• Given task: Please return every line below that contains the word "grate", copied in full.

• Records to process:
******************************
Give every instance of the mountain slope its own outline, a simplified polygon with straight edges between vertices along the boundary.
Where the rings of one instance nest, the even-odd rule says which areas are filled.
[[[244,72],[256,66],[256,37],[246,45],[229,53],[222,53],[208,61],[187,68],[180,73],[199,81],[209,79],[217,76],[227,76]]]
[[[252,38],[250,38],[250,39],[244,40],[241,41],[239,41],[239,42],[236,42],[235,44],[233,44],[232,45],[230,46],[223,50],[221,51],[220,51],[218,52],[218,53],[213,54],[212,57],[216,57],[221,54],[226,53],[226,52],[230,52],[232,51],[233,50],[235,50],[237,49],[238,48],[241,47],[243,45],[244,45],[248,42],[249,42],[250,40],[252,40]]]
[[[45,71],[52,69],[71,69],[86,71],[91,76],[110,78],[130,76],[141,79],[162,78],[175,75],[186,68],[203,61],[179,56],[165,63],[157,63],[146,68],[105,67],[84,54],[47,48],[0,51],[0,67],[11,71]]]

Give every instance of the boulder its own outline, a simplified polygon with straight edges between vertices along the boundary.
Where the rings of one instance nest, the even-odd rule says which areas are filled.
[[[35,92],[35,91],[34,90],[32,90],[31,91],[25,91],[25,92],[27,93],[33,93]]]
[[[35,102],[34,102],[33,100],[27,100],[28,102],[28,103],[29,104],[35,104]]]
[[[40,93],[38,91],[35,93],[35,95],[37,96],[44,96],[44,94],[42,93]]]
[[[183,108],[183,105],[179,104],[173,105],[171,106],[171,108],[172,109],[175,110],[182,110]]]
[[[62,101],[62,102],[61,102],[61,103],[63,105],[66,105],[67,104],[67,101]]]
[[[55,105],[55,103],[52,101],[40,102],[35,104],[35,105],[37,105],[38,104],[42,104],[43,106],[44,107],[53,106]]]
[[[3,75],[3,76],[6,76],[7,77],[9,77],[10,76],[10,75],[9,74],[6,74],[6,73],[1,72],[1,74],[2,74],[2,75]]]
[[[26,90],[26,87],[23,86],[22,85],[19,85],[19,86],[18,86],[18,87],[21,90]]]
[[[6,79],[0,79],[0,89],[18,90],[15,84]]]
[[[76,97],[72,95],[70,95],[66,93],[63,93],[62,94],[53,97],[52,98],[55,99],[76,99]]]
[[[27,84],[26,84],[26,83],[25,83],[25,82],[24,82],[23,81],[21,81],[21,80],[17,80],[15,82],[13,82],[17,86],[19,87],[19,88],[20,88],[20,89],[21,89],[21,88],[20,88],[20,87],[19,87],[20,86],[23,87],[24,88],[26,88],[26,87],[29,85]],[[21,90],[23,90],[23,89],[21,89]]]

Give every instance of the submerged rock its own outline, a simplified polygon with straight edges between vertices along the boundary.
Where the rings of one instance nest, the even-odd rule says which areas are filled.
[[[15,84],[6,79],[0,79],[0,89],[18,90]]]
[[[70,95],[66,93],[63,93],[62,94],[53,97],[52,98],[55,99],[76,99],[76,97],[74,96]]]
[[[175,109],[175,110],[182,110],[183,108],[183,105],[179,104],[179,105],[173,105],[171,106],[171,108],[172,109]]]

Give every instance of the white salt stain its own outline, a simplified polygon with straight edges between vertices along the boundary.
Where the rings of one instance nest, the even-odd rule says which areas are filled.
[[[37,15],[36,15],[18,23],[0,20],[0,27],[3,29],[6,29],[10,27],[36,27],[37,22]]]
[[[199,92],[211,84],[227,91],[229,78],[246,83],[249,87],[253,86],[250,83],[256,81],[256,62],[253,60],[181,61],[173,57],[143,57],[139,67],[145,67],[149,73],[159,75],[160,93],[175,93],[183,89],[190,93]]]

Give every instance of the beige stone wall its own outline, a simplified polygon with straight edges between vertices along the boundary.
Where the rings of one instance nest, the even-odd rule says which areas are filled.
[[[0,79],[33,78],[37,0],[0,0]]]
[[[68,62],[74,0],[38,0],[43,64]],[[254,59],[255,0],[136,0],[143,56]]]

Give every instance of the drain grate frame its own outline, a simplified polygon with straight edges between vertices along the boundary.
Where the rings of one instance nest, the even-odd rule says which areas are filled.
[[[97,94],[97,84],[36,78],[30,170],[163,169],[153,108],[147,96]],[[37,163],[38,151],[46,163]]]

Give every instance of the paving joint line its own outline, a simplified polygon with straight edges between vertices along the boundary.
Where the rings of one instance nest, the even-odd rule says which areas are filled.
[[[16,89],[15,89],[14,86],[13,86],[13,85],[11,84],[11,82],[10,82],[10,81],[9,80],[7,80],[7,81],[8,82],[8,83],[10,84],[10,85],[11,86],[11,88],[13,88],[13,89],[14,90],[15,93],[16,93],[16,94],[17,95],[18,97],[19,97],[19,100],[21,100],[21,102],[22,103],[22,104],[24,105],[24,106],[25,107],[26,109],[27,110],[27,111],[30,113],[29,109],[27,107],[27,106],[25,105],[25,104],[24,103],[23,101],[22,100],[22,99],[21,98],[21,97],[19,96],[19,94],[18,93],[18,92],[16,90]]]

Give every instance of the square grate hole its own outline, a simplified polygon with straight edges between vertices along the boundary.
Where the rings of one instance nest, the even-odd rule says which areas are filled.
******************************
• Written answer:
Give every instance of the drain grate frame its own outline, a simplified polygon with straight edges between vertices along the boundary.
Give every instance of the square grate hole its own outline, a simplified polygon with straight edges between vertices along the boundary.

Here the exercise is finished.